• [Action item]
Omitting the pictures, restate all of the entries below exactly.

Records contained in a dataset
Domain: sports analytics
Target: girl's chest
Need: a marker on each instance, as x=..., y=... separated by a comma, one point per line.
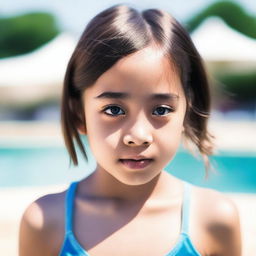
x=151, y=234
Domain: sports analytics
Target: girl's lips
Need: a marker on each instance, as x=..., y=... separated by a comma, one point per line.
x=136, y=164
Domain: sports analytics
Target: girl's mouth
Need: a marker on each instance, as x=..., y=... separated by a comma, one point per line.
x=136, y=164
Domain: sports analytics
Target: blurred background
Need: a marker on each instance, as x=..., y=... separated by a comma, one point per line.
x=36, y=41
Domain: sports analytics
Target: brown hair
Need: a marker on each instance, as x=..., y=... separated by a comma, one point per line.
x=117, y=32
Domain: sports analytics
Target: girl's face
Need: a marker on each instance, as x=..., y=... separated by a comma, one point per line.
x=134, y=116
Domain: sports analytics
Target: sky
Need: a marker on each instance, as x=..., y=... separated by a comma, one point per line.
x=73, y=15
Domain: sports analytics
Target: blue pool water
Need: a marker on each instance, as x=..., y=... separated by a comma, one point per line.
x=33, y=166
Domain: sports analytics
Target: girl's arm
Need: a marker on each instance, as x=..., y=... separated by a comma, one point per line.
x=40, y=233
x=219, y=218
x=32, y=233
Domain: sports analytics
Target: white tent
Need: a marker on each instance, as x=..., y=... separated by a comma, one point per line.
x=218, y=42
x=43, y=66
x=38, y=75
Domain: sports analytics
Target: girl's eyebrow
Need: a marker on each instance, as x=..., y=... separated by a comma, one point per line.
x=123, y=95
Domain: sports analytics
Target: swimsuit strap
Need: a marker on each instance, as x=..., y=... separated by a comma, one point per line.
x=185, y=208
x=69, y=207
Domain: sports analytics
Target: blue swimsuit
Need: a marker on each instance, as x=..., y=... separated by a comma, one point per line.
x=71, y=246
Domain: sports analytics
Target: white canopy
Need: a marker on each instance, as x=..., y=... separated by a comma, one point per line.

• [Solution to this problem]
Domain: sports analytics
Target: girl's chest
Need: a marker on each instance, as x=..., y=... separated by a comma, one point per line.
x=151, y=234
Domain: sports analytics
Target: girl's lips
Need: a marker on each instance, as x=..., y=... separated by a comma, one point per line.
x=136, y=164
Domain: sports analytics
Target: girl's mouth
Need: a marker on each instance, as x=..., y=... separated by a comma, one point per line.
x=136, y=164
Domain: sports analytics
Target: blurred background
Need: a marker on each instance, as x=..., y=... separated by a comma, one point per line.
x=36, y=41
Domain: sports analytics
Target: brown hair
Need: a marker on each instance, as x=..., y=... separated by a comma, one point per line.
x=117, y=32
Domain: sports analytics
Target: girl's face
Need: a marker on each instance, as x=..., y=... separated by a comma, one point per line.
x=134, y=116
Domain: sports analytics
Target: sky
Need: a marker on each instance, as x=..., y=... separated by a comma, one point per line.
x=73, y=15
Domain: sports analytics
Target: blue pool water
Need: a marker on each instance, as x=..., y=... separated by a comma, one point per line.
x=33, y=166
Domain: sports analytics
Target: girl's arm
Need: a marker on each instance, as x=..., y=... separated by a comma, one point per line.
x=40, y=233
x=219, y=218
x=32, y=233
Domain: sports analytics
Target: white tent
Need: a marker on each instance, as x=..., y=... separated by a comma, one point per line.
x=218, y=42
x=43, y=66
x=38, y=75
Domain: sports analytics
Target: girl's eyebrow
Need: a marker on each instance, as x=..., y=... separated by a comma, one point per line.
x=123, y=95
Domain: sports analytics
Target: swimsuit strap
Need: a marker on each instance, as x=..., y=... separated by a comma, one point per line.
x=185, y=208
x=69, y=207
Domain: sports analytics
Target: blue swimsuit
Need: a marker on each instance, as x=..., y=... separated by a comma, one point per line.
x=71, y=246
Domain: sports analytics
Target: white canopy
Need: a marker on each instance, as x=..., y=... separated by a comma, one point per line.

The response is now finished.